▶ _ACTIVITY 1_: In the customer service text, what is described as one of the first steps to awesome customer service?
▶ _ACTIVITY 2_: Please list every way the customer service text gives to be more friendly to patients.
▶ _ACTIVITY 3_: Reproduce the customer service text from "FIRST class customer service is" to "popular and profitable.", swapping "handpiece" for "drill".

▶ _PAGE TEXT_:

§

FIRST class customer service is what will build your
practice reputation and do more to build your patient list and profitability
than your clinical skills training. Yes, your clinical skills should be the
best they can be and your customer service needs to be of a higher standard
than what you can do with a handpiece. FIRST class customer service makes you
proficient, popular and profitable.
Friendly. One
of the first steps to awesome customer service is being friendly. It sounds so
simple and yet I hear so many patients complain to me that their dentists and
receptionists are unfriendly and it puts them off treatment or even returning
to the practice. Your friendliness and that of your team will be impacting your
bottom line. Unfortunately, the most unfriendly practices can be those with a
high NHS commitment and with the focus on throughput, the first casualty is
often customer care. How can you be more friendly to your patients? I am sure
you know the answer to this, smile as you greet them, make eye contact, use
matching and mirroring to increase rapport, show interest in them beyond their
teeth, and listen. What else is on your list and how can you increase the
friendliness across your whole team?

§

▶ _GIVEN DATA_:
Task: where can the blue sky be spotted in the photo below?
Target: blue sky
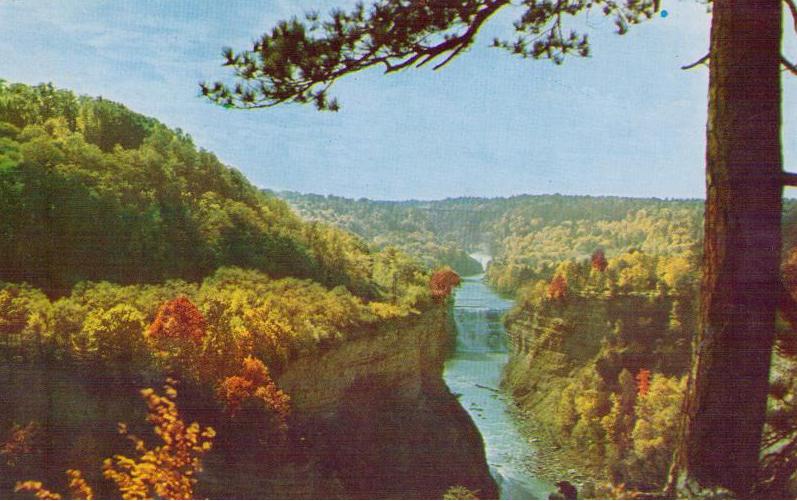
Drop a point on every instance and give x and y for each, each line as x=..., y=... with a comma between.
x=626, y=121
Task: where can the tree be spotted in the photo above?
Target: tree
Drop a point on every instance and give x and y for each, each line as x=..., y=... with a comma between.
x=443, y=282
x=557, y=289
x=599, y=261
x=298, y=62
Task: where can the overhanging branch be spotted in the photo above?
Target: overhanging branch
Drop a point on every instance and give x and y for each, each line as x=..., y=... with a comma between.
x=788, y=65
x=702, y=60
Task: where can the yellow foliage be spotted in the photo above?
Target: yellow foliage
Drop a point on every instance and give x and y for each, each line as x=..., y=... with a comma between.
x=165, y=472
x=385, y=311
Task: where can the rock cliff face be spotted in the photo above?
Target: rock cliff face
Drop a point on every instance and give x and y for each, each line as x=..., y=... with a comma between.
x=372, y=418
x=378, y=420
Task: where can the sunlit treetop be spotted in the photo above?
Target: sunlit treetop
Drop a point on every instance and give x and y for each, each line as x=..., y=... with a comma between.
x=300, y=59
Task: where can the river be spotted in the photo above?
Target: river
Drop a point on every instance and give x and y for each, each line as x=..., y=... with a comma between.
x=474, y=373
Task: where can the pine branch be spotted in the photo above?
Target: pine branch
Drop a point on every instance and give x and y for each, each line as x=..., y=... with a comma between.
x=702, y=60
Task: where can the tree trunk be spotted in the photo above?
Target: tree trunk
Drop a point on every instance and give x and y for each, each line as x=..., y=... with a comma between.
x=726, y=401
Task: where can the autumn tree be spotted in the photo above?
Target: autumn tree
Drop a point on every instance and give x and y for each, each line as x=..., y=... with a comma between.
x=177, y=333
x=166, y=471
x=598, y=260
x=255, y=385
x=298, y=61
x=557, y=289
x=443, y=282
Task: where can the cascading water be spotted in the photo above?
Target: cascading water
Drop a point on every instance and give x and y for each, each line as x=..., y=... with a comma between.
x=474, y=373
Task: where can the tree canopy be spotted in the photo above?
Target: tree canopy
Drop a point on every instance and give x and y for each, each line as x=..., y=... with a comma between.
x=299, y=60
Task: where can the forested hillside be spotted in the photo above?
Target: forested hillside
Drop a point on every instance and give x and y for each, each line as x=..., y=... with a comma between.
x=130, y=257
x=92, y=191
x=526, y=235
x=404, y=225
x=606, y=305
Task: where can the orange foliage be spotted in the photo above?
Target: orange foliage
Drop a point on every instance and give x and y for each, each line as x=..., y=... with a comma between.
x=180, y=320
x=599, y=261
x=164, y=472
x=255, y=382
x=643, y=382
x=443, y=282
x=19, y=443
x=557, y=289
x=78, y=488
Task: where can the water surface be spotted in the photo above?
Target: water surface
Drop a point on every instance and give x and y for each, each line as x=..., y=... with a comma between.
x=474, y=373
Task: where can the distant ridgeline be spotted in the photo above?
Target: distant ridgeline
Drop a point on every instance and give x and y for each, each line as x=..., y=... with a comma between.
x=606, y=295
x=527, y=235
x=408, y=226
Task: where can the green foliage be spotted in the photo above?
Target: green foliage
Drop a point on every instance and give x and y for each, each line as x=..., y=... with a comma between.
x=459, y=492
x=577, y=359
x=402, y=225
x=202, y=331
x=299, y=60
x=92, y=191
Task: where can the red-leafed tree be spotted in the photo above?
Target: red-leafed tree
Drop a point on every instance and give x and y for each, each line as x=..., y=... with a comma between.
x=643, y=382
x=599, y=261
x=254, y=385
x=178, y=320
x=557, y=289
x=443, y=282
x=176, y=334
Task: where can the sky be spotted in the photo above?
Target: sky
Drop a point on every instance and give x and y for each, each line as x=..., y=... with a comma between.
x=626, y=121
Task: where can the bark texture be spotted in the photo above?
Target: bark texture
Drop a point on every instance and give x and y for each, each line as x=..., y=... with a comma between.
x=726, y=403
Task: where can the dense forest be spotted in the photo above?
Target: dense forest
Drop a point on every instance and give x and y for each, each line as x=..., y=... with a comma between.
x=128, y=256
x=606, y=294
x=92, y=191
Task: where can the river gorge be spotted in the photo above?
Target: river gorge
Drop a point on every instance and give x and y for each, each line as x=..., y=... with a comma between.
x=473, y=373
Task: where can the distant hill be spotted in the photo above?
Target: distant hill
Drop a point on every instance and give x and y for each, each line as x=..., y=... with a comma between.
x=526, y=235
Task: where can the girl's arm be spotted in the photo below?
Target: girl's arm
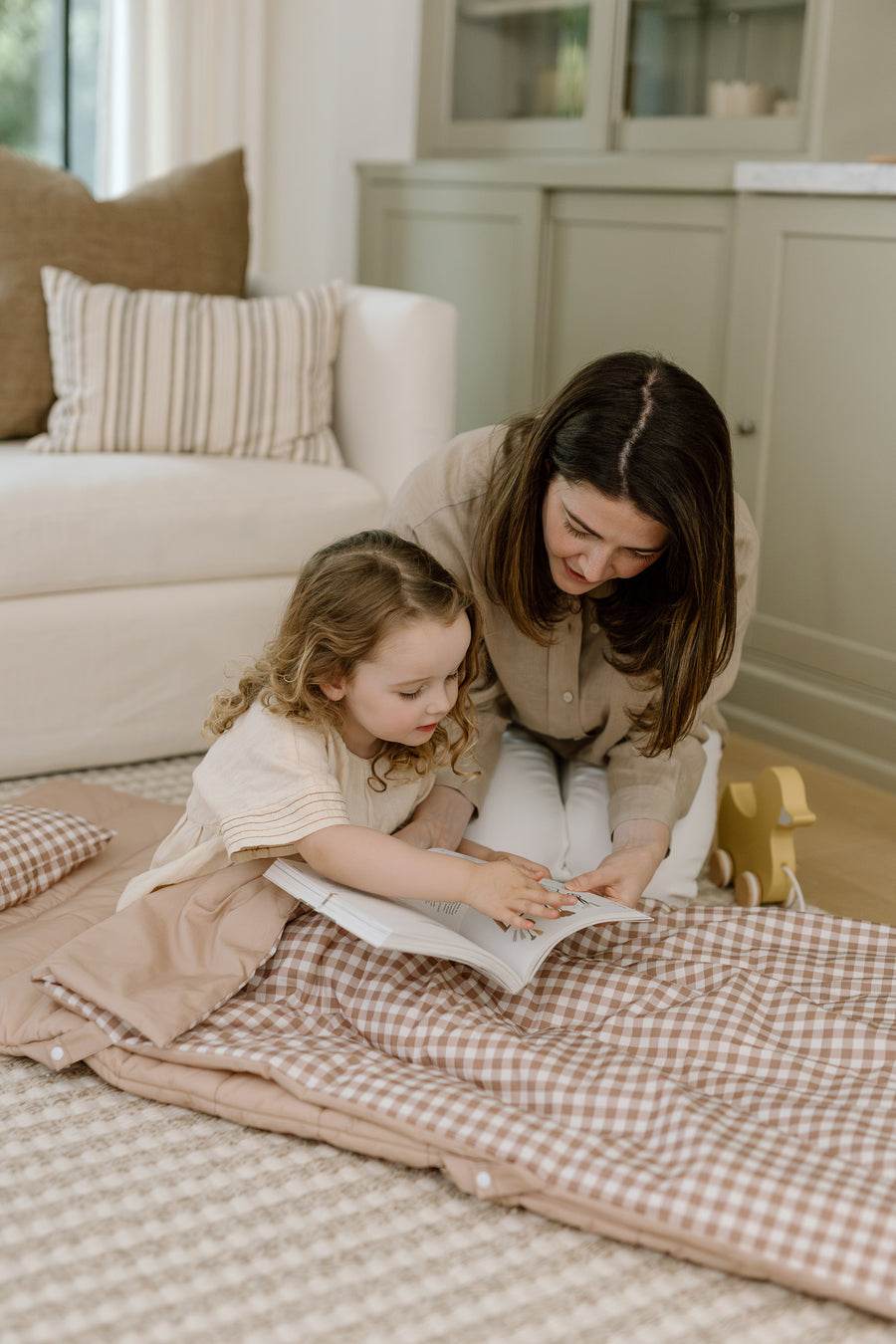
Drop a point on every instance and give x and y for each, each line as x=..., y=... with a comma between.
x=439, y=820
x=388, y=867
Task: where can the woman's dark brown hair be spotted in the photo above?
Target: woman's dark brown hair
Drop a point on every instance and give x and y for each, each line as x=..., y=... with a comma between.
x=348, y=597
x=634, y=427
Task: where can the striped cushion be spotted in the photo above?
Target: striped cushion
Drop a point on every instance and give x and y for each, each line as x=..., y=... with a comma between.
x=39, y=847
x=152, y=371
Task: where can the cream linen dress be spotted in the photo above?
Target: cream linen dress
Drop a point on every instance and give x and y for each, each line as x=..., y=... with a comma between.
x=265, y=785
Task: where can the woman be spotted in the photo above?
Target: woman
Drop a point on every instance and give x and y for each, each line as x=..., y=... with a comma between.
x=615, y=571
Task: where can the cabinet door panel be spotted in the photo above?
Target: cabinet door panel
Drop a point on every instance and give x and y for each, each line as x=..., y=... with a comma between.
x=635, y=271
x=477, y=248
x=813, y=336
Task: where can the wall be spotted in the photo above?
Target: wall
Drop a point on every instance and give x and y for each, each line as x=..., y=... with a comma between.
x=340, y=88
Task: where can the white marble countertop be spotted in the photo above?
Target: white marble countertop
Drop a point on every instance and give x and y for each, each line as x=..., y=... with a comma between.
x=817, y=179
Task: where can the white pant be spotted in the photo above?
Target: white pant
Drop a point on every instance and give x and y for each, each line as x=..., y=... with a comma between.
x=555, y=812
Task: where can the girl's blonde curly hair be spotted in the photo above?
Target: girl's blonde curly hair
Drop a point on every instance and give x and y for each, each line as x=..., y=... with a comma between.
x=348, y=597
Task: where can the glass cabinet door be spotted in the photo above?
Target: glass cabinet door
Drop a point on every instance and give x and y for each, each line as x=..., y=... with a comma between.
x=514, y=61
x=516, y=74
x=734, y=69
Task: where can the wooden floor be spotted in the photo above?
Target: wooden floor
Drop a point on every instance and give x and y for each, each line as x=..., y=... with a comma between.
x=846, y=860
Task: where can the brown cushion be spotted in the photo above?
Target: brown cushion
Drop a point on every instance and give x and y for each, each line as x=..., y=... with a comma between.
x=184, y=231
x=39, y=847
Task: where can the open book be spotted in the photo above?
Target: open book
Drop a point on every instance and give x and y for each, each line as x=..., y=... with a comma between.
x=446, y=928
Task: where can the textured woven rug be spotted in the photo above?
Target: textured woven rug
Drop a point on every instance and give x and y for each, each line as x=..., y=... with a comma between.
x=130, y=1222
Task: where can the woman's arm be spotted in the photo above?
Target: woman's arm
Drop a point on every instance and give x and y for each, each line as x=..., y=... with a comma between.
x=385, y=866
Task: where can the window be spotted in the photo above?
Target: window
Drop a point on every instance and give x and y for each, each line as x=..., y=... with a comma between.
x=49, y=65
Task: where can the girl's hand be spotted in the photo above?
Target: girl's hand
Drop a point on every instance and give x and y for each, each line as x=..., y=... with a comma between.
x=504, y=893
x=638, y=848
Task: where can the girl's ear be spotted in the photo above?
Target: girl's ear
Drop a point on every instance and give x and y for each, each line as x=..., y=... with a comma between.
x=332, y=690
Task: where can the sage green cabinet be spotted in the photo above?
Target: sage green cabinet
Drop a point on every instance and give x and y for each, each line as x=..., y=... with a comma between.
x=784, y=306
x=637, y=271
x=479, y=248
x=810, y=364
x=741, y=77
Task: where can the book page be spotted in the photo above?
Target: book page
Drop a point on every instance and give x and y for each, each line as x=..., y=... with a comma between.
x=523, y=949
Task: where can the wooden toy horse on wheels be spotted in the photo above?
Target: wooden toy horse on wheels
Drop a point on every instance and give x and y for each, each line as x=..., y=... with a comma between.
x=757, y=837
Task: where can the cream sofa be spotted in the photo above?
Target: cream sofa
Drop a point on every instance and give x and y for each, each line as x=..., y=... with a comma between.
x=130, y=582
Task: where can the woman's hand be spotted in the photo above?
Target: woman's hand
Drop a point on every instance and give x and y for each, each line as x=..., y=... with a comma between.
x=638, y=848
x=508, y=895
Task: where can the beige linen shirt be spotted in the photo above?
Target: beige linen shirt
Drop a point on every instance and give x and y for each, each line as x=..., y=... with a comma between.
x=567, y=695
x=261, y=787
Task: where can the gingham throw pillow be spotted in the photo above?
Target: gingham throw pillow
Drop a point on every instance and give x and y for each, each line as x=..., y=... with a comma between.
x=39, y=847
x=150, y=371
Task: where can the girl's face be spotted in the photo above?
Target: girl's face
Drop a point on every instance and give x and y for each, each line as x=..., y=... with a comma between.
x=591, y=538
x=403, y=691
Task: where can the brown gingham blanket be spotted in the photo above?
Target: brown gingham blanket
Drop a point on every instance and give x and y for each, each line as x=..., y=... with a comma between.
x=719, y=1083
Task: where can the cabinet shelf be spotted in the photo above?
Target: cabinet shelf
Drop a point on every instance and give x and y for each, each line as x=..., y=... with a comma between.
x=511, y=8
x=743, y=78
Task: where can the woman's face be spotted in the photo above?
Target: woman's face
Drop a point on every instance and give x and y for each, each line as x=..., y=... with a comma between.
x=591, y=538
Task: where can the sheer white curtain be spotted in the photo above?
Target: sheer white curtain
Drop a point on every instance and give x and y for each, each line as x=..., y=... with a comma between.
x=181, y=81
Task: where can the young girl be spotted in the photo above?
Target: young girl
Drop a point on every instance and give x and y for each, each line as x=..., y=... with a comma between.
x=334, y=737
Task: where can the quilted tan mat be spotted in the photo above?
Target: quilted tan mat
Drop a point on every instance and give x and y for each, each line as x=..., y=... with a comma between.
x=720, y=1087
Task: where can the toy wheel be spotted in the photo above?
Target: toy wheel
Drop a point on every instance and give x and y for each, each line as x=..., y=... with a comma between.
x=722, y=867
x=747, y=890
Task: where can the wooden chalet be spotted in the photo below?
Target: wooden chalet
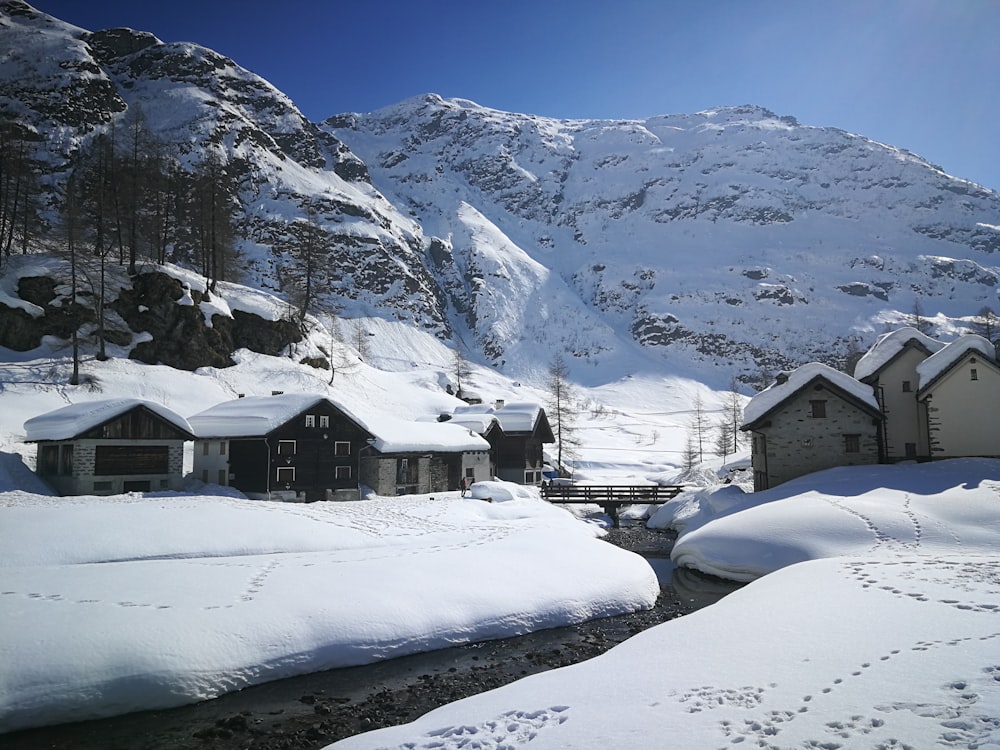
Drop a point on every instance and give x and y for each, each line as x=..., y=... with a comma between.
x=305, y=447
x=516, y=432
x=109, y=447
x=890, y=368
x=295, y=446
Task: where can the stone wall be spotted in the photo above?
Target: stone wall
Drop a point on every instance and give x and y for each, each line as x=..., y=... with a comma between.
x=799, y=443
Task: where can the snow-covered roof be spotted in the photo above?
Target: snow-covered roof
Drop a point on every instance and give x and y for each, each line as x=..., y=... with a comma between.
x=253, y=416
x=934, y=366
x=888, y=346
x=519, y=416
x=69, y=421
x=479, y=423
x=401, y=436
x=772, y=396
x=256, y=416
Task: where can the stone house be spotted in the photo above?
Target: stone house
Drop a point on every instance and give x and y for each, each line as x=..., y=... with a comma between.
x=516, y=433
x=110, y=446
x=959, y=399
x=410, y=458
x=811, y=419
x=890, y=368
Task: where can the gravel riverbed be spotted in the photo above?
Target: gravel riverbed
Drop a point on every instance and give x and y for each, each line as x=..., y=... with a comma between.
x=303, y=713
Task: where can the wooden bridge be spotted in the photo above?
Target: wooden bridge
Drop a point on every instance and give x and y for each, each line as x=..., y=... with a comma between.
x=611, y=497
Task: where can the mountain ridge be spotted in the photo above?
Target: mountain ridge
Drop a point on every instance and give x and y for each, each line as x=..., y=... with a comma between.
x=722, y=243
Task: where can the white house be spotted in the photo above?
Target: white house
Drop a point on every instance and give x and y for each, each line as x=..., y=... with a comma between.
x=959, y=393
x=890, y=368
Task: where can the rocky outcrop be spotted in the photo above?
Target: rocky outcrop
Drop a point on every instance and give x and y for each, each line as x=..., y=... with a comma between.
x=156, y=319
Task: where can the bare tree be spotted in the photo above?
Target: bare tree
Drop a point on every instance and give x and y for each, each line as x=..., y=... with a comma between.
x=699, y=426
x=733, y=406
x=562, y=403
x=19, y=187
x=460, y=371
x=724, y=438
x=72, y=230
x=212, y=210
x=917, y=318
x=987, y=324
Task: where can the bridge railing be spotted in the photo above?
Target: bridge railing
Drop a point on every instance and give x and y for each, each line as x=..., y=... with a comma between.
x=610, y=496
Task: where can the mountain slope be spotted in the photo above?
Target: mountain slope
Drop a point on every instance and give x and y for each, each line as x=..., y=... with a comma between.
x=724, y=243
x=64, y=85
x=731, y=236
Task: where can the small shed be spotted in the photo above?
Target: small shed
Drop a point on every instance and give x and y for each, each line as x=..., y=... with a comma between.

§

▶ _ANSWER SPACE 1_: Being friendly.

▶ _ANSWER SPACE 2_:
- Smile as you greet them
- Make eye contact
- Use matching and mirroring to increase rapport
- Show interest in them beyond their teeth
- Listen

▶ _ANSWER SPACE 3_:
FIRST class customer service is what will build your
practice reputation and do more to build your patient list and profitability
than your clinical skills training. Yes, your clinical skills should be the
best they can be and your customer service needs to be of a higher standard
than what you can do with a drill. FIRST class customer service makes you
proficient, popular and profitable.